*What to work on*
a. In the reunion column, list the people named in the sentence that says they "were all there."
b. Explain why the writer of the reunion column no longer has the Playboy issue featuring Kari Whitman.
c. Duplicate a passage of the reunion column word for word, beginning at the words "One of my classmates" and stopping after "she was there.".

## begin Page excerpt

Steve Behr: Remembering Miss February

I remember my 10th high school reunion well.

The year was 1979 and my wife, Betty, and I met up with the old gang. Veronica, Reggie, Moose and Jughead were all there. We gathered to play some of our old hits and reminisce about all of our old teachers and Mr. Weatherbee, our principal.


Steve Behr’s idea of a swinging good time.

Wait a minute. That wasn’t my high school reunion. That was The Archies. My mistake.

Actually, my 10th reunion of the class of 1982 at Fairview High School in Boulder, Colo. went relatively smoothly. I had lost about 15 pounds before I went, which I gained back about two weeks later.

One of my classmates is Jill Goodacre, the former Victoria Secret model and wife of Harry Connick Jr. I didn’t get to see her, but I heard she was there.

The other famous person in our class was Kari Kennell Whitman, or Kari Whitman to us. She was Miss February 1988 in Playboy Magazine. I used to have an issue of it, got it hot off the rack when I was in college at Northern Colorado, but I lost it in the move to Boone from Monroe.

I didn’t see her there either. It’s the price I pay for being part of the riff-raff.

I saw plenty of other folks. There was the one girl who was good looking in high school who looked fabulous as a 28-year old adult. There was one of my old friends who could be a jerk at times, obnoxious at others, and 10-years later a doctor and tamed by a wife and kids.

I saw my prom date; she was working at the Chicago Tribune at the time, but not as a writer. We had a great time at our prom. One of our friends told us her boyfriend dumped her on prom night.

That’s really cold-blooded. She’s over it, but dang, even Reggie wouldn’t do that to any of the Archies gang.

## end Page excerpt
## begin Dataset extract

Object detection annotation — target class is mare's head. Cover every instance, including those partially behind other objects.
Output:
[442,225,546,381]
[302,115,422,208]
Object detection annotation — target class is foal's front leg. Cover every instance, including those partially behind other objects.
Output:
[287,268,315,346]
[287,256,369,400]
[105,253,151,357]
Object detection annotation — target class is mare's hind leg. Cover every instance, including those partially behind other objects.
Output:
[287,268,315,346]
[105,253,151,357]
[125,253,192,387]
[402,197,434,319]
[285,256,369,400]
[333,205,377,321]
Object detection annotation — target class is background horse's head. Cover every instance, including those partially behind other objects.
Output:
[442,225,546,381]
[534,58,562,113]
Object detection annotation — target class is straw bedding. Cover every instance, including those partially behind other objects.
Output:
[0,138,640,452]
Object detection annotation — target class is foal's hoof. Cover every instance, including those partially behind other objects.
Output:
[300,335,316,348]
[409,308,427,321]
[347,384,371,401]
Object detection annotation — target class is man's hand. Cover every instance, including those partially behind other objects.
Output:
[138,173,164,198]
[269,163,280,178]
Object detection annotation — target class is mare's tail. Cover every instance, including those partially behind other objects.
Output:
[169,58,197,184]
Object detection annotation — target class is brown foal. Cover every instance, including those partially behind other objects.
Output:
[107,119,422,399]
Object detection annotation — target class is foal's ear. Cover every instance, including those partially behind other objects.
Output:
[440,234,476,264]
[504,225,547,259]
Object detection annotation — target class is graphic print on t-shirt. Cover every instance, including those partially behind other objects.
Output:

## end Dataset extract

*Complete answers*
a. Veronica, Reggie, Moose, and Jughead.

b. The writer lost the issue during the move to Boone from Monroe.

c.
One of my classmates is Jill Goodacre, the former Victoria Secret model and wife of Harry Connick Jr. I didn’t get to see her, but I heard she was there.